• **本文**
☆ ☆ ☆ ☆

このほか、『図書館界』誌上の一連の議論を総括する中で、山口源治郎は『市民の図書館』が日本の公共図書館発展の基点に位置し、その安定的構造を支えているがために、今日もなお強い影響力・規範性をもつことを指摘した(8)。
図書館サービスに関する研究を個別に見ると、『中小レポート』や『市民の図書館』で重視された児童サービスの成果が注目される。『児童図書館研究会50年史』(2004年)が刊行され(9)、19世紀後半から現代までの児童サービスの展開がまとめられたほか、汐﨑順子が戦後日本の児童サービスの発展を検証している。汐﨑は文献・統計調査によりながら、画期となった出来事として児童図書館研究会の設立(1953年)、日野市立図書館のサービス開始および石井桃子『子どもの図書館』の刊行(1965年)などを特定し、戦後を5期に区分するとともに、インタビュー調査から小河内芳子ら中心的人物の人的ネットワークの重要性を明らかにした(10)。また、吉田右子は1960~70年代の「子ども文庫運動」の歴史的検討を行い、『子どもの図書館』の影響の大きさや、母親の学びの場としての重要性を指摘した(11)。

☆ ☆ ☆ ☆

• **取り組む課題**
a) 本文中の「図書館サービスに関する研究を個別に見ると、『中小レポート』や『市民の図書館』で重視された児童サービスの成果が注目される。」という一文を英語に訳してください。
b) 公共図書館研究の動向を論じた本文を、最後の文の後から書き継いでください。

• **提供資料**
☆ ☆ ☆ ☆

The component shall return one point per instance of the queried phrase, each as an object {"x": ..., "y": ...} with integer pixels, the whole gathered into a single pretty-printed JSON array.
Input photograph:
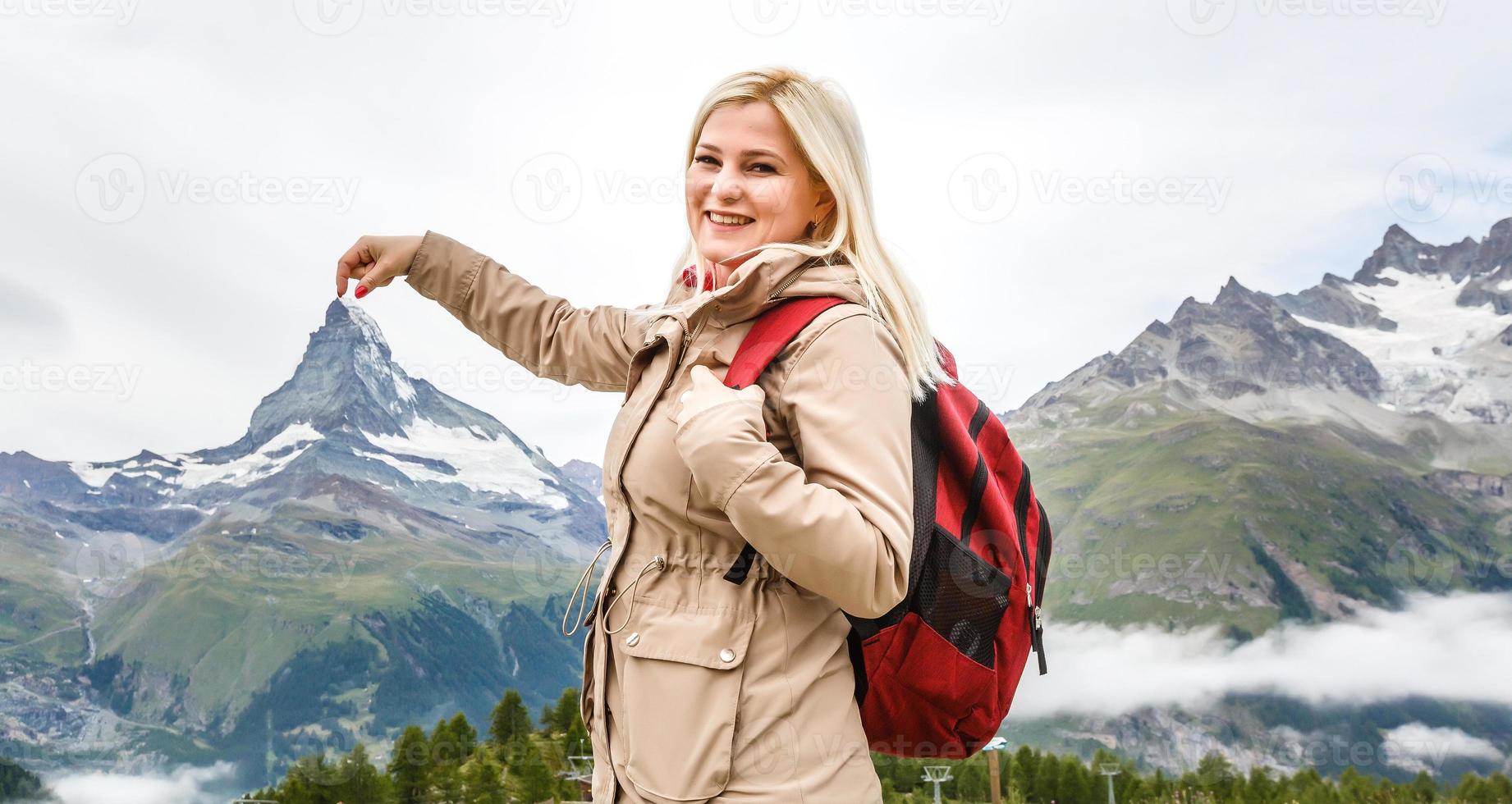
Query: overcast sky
[{"x": 181, "y": 177}]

☆ ☆ ☆ ☆

• **演習の解答**
a) Looking at research on library services area by area, the work on children's services, which the Chusho Report and Libraries for Citizens emphasized, stands out.

b)
さて、1990年代後半以降、戦後占領期に焦点化した継続的な研究成果も出されている(12)。そこでは大きく2つのアプローチが試みられており、ひとつには、連合国軍最高司令官総司令部(GHQ/SCAP)民間情報教育局(CIE)関係資料や米国国立公文書館(NARA)、米国図書館協会(ALA)所蔵資料などを用いて、従来の日本側先行研究の上に米国の対日図書館政策を明らかにする視点が取られる。最近では、中村百合子が戦後の学校図書館改革を取り上げ、1948年に文部省から刊行され後年の学校図書館実践に強い影響を及ぼした『学校図書館の手引』の作成過程について論考を重ねている(13)(14)(15)。そこでは、学校図書館コンサルタントや図書館担当官ら米国側担当者の意向を受けつつ、深川恒喜ら日本側の「学校図書館(室)運営の手引」編集委員会によって執筆が進められた経緯が明らかにされている。また、根本彰が科学研究費補助金助成を受けた一連の占領期図書館研究の成果の第3集を刊行したほか(16)、曺在順は同時期の韓国における米国の影響を考察している(17)。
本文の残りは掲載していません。